[Entries for pointing and labeling]
________________________________________

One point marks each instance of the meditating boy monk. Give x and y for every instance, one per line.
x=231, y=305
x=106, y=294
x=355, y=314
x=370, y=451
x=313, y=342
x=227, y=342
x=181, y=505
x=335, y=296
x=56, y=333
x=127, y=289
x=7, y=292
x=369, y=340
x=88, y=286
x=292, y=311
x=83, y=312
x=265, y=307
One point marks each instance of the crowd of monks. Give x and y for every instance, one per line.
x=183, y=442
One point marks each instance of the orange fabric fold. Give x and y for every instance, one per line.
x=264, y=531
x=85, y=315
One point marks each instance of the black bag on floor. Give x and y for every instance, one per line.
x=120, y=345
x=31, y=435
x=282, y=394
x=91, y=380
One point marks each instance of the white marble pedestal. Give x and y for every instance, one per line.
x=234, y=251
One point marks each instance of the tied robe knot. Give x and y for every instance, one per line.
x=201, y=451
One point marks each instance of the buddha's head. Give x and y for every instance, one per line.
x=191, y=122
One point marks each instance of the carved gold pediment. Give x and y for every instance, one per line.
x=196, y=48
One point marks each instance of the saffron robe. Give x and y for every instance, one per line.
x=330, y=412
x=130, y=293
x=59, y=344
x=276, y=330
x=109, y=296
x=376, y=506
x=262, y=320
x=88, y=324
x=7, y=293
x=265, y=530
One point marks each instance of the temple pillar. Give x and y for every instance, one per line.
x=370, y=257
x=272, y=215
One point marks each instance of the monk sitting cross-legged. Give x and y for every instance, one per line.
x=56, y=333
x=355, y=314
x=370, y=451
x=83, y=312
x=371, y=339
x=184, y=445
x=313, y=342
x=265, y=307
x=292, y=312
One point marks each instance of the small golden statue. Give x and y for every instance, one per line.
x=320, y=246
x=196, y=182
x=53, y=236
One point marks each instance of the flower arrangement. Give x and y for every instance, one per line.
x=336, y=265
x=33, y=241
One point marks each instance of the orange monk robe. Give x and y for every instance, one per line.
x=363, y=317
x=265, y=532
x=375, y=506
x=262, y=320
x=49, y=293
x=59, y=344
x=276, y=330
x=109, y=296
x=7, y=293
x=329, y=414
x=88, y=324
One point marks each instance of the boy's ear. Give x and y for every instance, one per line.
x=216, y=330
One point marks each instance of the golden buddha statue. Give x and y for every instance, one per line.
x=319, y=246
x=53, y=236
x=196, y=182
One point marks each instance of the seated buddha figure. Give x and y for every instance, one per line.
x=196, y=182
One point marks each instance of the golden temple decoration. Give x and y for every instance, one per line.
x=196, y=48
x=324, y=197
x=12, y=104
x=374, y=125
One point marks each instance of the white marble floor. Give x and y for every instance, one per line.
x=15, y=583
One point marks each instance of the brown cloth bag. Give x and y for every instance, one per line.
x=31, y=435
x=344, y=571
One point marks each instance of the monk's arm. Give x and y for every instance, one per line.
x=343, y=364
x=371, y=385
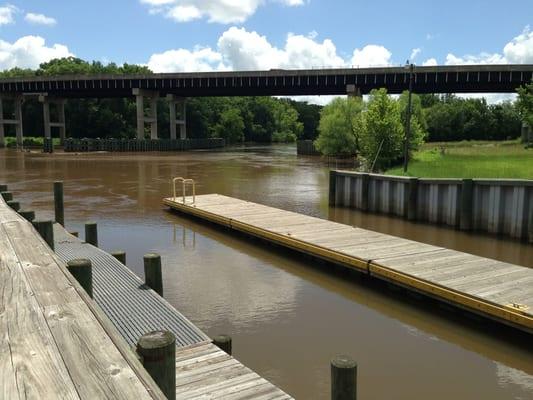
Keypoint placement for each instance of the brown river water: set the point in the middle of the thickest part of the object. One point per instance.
(287, 317)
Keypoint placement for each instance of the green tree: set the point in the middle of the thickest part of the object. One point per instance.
(383, 132)
(524, 104)
(418, 120)
(309, 116)
(231, 126)
(340, 127)
(287, 128)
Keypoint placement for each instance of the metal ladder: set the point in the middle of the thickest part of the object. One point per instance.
(184, 183)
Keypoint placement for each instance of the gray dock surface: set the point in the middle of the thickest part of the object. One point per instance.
(134, 308)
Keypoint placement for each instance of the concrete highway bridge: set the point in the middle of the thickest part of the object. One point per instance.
(176, 87)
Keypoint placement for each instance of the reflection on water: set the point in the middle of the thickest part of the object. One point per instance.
(286, 317)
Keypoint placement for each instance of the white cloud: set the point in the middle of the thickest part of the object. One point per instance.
(29, 52)
(184, 13)
(371, 56)
(482, 58)
(40, 19)
(414, 53)
(518, 51)
(221, 11)
(200, 59)
(239, 49)
(7, 14)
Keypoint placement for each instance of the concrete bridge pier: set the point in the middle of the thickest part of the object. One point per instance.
(48, 123)
(178, 117)
(142, 118)
(17, 100)
(353, 91)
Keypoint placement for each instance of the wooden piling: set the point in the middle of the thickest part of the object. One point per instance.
(15, 205)
(91, 233)
(223, 342)
(8, 196)
(343, 378)
(27, 214)
(82, 270)
(119, 255)
(46, 230)
(365, 185)
(152, 272)
(332, 187)
(58, 203)
(157, 350)
(467, 197)
(530, 225)
(412, 199)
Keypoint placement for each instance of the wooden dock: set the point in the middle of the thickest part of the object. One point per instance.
(203, 371)
(493, 289)
(55, 342)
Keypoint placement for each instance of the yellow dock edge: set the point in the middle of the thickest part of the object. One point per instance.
(470, 303)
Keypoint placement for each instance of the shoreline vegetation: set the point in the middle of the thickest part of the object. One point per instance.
(470, 159)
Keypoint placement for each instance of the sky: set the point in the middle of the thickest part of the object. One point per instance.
(202, 35)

________________________________________

§ PROBLEM TO WORK ON:
Copy out every line of the material above word for word, with the pictures omitted.

§ EXERCISE RESPONSE:
One point marks each instance of the meditating boy monk. Give x and y for every instance, one per line.
x=231, y=305
x=106, y=294
x=355, y=314
x=370, y=451
x=313, y=342
x=227, y=342
x=181, y=505
x=335, y=296
x=56, y=333
x=127, y=289
x=7, y=292
x=369, y=340
x=88, y=286
x=292, y=311
x=83, y=312
x=265, y=307
One point marks each instance of the crowd of monks. Give x and y for every instance, one per line.
x=183, y=442
One point marks each instance of the orange fabric fold. Give x and y for every instance, one per line.
x=264, y=531
x=85, y=315
One point marks each instance of the black bag on floor. Give x and y for every instance, one per line.
x=120, y=345
x=31, y=435
x=282, y=394
x=91, y=380
One point marks each instance of the white marble pedestal. Give x and y for every instance, one per line.
x=234, y=251
One point marks each instance of the tied robe knot. Give x and y for every instance, one per line.
x=201, y=451
One point marks each instance of the buddha's head. Give x and y for every instance, one per line.
x=191, y=122
One point marks each instance of the carved gold pediment. Give x and y for every instance, one per line.
x=196, y=48
One point marks each instance of the saffron robe. Give x and y for every instance, one per line.
x=330, y=412
x=130, y=293
x=59, y=344
x=276, y=330
x=109, y=296
x=376, y=506
x=262, y=320
x=88, y=324
x=7, y=293
x=265, y=530
One point marks each instance of the temple pillar. Give x and y for every instance, one per line.
x=370, y=257
x=272, y=215
One point marks each instance of the monk sitting cross-legged. Give x and y for every instance, one per line.
x=56, y=333
x=355, y=314
x=370, y=451
x=83, y=312
x=371, y=339
x=184, y=445
x=313, y=342
x=265, y=307
x=292, y=312
One point marks each instance of the small golden statue. Give x and y for every instance, one per line.
x=320, y=246
x=196, y=182
x=53, y=236
One point marks each instance of the flower arrangement. Give x and y for every instance, one per line.
x=336, y=265
x=33, y=241
One point marks each instance of the orange monk robe. Give x and y for every instance, one per line.
x=363, y=317
x=265, y=532
x=375, y=506
x=262, y=320
x=49, y=293
x=59, y=344
x=276, y=330
x=109, y=296
x=7, y=293
x=329, y=414
x=88, y=324
One point marks each instance of the boy's ear. Give x and y for every instance, one per line.
x=216, y=330
One point marks each instance of the golden buddha statue. Give x and y for every instance, one per line.
x=319, y=246
x=53, y=236
x=196, y=182
One point marks each instance of the seated buddha figure. Give x and y for every instance, one per line.
x=196, y=182
One point marks each instance of the golden temple decoration. Give x and y for every instance, one per line.
x=196, y=48
x=324, y=197
x=12, y=104
x=374, y=125
One point marks each instance of the white marble floor. Give x and y for every instance, one per line.
x=15, y=583
One point marks each instance of the brown cloth bag. Give x and y for every instance, one per line.
x=31, y=435
x=344, y=571
One point marks each instance of the monk's arm. Give x and y for every instance, one per line.
x=343, y=364
x=371, y=385
Keypoint placement for each instance of the brown river water: set the point in the middle of the thickest part of the object. One point per instance.
(287, 317)
Keypoint placement for each instance of the green tree: set the point in the middle of the thickest part of the object. One point per instance.
(383, 132)
(524, 104)
(418, 120)
(309, 116)
(231, 126)
(340, 127)
(287, 128)
Keypoint placement for each instance of the metal ladder: set the point in the middle of the thickest part of the object. One point per instance.
(184, 183)
Keypoint placement for each instance of the gray dock surface: set the point in the middle of the thickest part of the object. One point per instance.
(134, 308)
Keypoint placement for each instance of the concrete highway bridge: set the point in the middle of the thickest part of the object. One point per instance.
(176, 87)
Keypoint placement for each instance of the reflection on water: set the point in the middle of the thickest part of the object. One point per instance.
(286, 317)
Keypoint placement for each instance of the white cloud: set the point in the middle of the thickest part of the object. One point per instance.
(29, 52)
(184, 13)
(371, 56)
(482, 58)
(40, 19)
(414, 53)
(518, 51)
(221, 11)
(200, 59)
(239, 49)
(7, 14)
Keypoint placement for each instance of the concrete bridge pier: set the point in the middle of the thickest part of the object. One point per instance.
(48, 123)
(178, 117)
(142, 118)
(17, 100)
(353, 91)
Keypoint placement for each instance of the wooden piling: set the point in the middle of the thickest part of the object. One point per instance.
(15, 205)
(91, 233)
(223, 342)
(8, 196)
(343, 378)
(27, 214)
(82, 270)
(119, 255)
(46, 230)
(365, 185)
(152, 272)
(332, 187)
(58, 203)
(157, 350)
(467, 197)
(530, 225)
(412, 199)
Keypoint placement for each instance of the wooden dock: set the point in the middle of the thickest part of the object. One point per instance.
(203, 371)
(493, 289)
(55, 342)
Keypoint placement for each instance of the yellow dock edge: set the point in the middle of the thickest part of the object. One point per instance.
(470, 303)
Keypoint placement for each instance of the shoreline vegetation: set the point in the middle of the thickest part of the object. One point per instance.
(470, 159)
Keypoint placement for each instance of the sky: set the point in the middle of the thickest part of the object. One point per instance.
(202, 35)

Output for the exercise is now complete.